#### EXERCISE TASK
Below is a block of data; give all of it again word for word.

Recorded data:
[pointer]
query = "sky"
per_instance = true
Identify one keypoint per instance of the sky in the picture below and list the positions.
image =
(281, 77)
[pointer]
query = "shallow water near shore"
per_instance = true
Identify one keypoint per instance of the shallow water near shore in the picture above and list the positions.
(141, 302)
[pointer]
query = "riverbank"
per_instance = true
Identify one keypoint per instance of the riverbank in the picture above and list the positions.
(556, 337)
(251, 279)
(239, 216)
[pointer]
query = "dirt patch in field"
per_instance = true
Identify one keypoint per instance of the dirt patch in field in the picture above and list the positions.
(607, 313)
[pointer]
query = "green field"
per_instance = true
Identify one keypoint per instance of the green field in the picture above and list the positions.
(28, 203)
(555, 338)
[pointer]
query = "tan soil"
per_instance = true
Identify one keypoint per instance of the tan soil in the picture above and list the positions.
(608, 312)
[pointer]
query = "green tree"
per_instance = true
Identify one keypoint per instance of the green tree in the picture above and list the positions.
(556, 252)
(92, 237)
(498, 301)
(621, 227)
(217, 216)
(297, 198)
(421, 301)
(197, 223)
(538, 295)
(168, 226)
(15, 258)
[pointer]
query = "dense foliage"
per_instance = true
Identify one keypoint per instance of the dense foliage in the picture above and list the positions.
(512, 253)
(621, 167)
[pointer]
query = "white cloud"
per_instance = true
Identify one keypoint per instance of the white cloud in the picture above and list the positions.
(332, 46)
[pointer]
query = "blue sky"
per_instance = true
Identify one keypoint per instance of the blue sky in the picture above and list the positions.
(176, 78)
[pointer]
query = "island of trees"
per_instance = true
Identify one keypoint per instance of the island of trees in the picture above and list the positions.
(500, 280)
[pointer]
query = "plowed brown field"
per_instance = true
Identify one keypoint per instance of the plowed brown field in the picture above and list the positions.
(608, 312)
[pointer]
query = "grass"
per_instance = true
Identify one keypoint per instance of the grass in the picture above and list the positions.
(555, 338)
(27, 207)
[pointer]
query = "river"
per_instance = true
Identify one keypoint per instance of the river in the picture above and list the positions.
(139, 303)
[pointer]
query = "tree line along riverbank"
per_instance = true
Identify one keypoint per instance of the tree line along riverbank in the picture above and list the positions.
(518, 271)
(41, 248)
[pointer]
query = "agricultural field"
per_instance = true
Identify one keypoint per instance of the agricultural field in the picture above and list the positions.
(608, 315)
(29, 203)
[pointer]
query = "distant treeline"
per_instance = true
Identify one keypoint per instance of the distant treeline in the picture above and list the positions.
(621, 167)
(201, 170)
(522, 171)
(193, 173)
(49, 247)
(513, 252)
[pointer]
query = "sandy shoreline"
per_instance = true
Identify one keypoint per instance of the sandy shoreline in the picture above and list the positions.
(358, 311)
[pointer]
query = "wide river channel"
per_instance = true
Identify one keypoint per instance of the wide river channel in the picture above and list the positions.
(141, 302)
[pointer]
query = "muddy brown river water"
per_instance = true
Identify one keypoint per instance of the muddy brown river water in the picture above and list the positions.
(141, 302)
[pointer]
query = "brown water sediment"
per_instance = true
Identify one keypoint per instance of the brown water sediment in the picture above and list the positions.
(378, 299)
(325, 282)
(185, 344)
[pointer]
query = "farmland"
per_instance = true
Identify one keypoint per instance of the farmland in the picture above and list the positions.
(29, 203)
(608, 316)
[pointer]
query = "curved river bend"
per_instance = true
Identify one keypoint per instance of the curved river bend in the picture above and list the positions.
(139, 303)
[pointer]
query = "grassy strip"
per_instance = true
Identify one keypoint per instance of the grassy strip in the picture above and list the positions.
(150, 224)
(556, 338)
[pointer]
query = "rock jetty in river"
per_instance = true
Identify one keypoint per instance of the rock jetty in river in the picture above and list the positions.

#### CORRECT ANSWER
[pointer]
query = "sky"
per_instance = true
Identify one keypoint per instance of the sky in the picture below and list the positions.
image =
(281, 77)
[pointer]
query = "shallow water near shore"
per_instance = true
Identify one keypoint per instance of the shallow water near shore in the picture above and list the positions.
(141, 302)
[pointer]
query = "riverbank"
per_instance = true
Identify one keypoint per instance of the riverbank in the picture above and list the positions.
(556, 337)
(251, 279)
(239, 216)
[pointer]
query = "dirt patch in field"
per_instance = true
Identify one keypoint per instance of the dirt patch in field in the picture above and list the positions.
(607, 313)
[pointer]
query = "green field"
per_instance = true
Identify one keypoint per instance of the green field in the picture above and list the positions.
(28, 203)
(555, 338)
[pointer]
query = "tan soil"
per_instance = true
Identify one keypoint per instance of the tan soil in the picture above and list the positions.
(608, 312)
[pointer]
query = "green tree"
per_instance = true
Identify one keypoint per instance of the green tree in the picture above and list the positions.
(556, 252)
(92, 237)
(498, 301)
(621, 227)
(217, 216)
(297, 198)
(421, 301)
(197, 223)
(538, 295)
(168, 226)
(15, 258)
[pointer]
query = "dense foliage"
per_instance = true
Identify one keypoint per instance of the dense foliage in the picture above and list the positions.
(512, 253)
(621, 167)
[pointer]
query = "white cloud"
per_instance = true
Identify one keypoint per instance of the white cloud in the picture above and list the positions.
(332, 46)
[pointer]
query = "blue sky"
per_instance = true
Identify one keypoint per instance of the blue sky in the picture above and list the positions.
(176, 78)
[pointer]
query = "island of trees"
per_instance = true
Identify one keypoint per instance of the island of trees in the picture above and list the positions.
(500, 280)
[pointer]
query = "plowed brown field"
per_instance = true
Identify one keypoint per instance of the plowed brown field in the picture above and list the positions.
(608, 312)
[pointer]
query = "grass"
per_instance = true
Identify one keypoint per instance of the grass in the picture above and list the positions.
(555, 338)
(27, 207)
[pointer]
query = "river"
per_instance = true
Identify one keypoint per instance of the river in the picture above and list the positions.
(139, 303)
[pointer]
query = "tree line along riverbank"
per_instance = true
Identify one keypoint per instance of the tree line along riverbank in the picture above and list the positions.
(518, 271)
(41, 248)
[pointer]
query = "agricultural field"
per_instance = true
Identify one keypoint per instance of the agricultural field in the picture above and list the positions.
(608, 315)
(29, 203)
[pointer]
query = "distant treeline"
per_instance = true
Identify one keypoint per instance of the distant treeline in the picture above and list the positions.
(621, 167)
(201, 170)
(522, 171)
(193, 173)
(49, 247)
(513, 252)
[pointer]
query = "sandy shoreline"
per_instance = true
Identify one keypoint per instance of the sandy shoreline in the picture above and list the positions.
(358, 311)
[pointer]
query = "wide river channel"
per_instance = true
Identify one keypoint per instance of the wide river channel in the picture above and list the positions.
(141, 302)
[pointer]
query = "muddy brown river water"
per_instance = true
Identify one keypoint per instance of the muddy brown river water in the picture above and list the positions.
(141, 302)
[pointer]
query = "brown water sediment"
per_instance = true
Identify one keypoint per instance of the brown water sediment in the picture above and list the positions.
(378, 299)
(325, 282)
(185, 344)
[pointer]
query = "farmland"
per_instance = true
Identify one keypoint per instance of the farmland in the picture above and list the positions.
(29, 203)
(608, 316)
[pointer]
query = "curved river bend"
per_instance = true
Identify one keypoint per instance of the curved river bend in the picture above and list the positions.
(139, 303)
[pointer]
query = "grassy strip"
per_instance = true
Identify one keypoint per instance of the grassy strip in the picture above and list the positions.
(150, 224)
(556, 338)
[pointer]
query = "rock jetty in river"
per_instance = true
Identify one keypoint per instance of the rock jetty in river in the picture above and list the positions.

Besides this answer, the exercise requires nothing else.